Do this
Please rewrite the lines below, swapping "birch tree" for "oak tree" and leaving everything else unchanged.

Available data
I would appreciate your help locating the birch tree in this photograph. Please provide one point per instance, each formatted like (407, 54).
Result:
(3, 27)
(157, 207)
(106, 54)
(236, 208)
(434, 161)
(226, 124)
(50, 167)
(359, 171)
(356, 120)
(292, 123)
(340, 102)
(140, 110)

Reply
I would appreciate your help locating the oak tree in this photograph. Please provide one point per instance, each formatted like (407, 54).
Result:
(3, 27)
(157, 207)
(106, 54)
(236, 208)
(434, 161)
(226, 124)
(50, 167)
(359, 171)
(356, 120)
(292, 123)
(340, 102)
(140, 110)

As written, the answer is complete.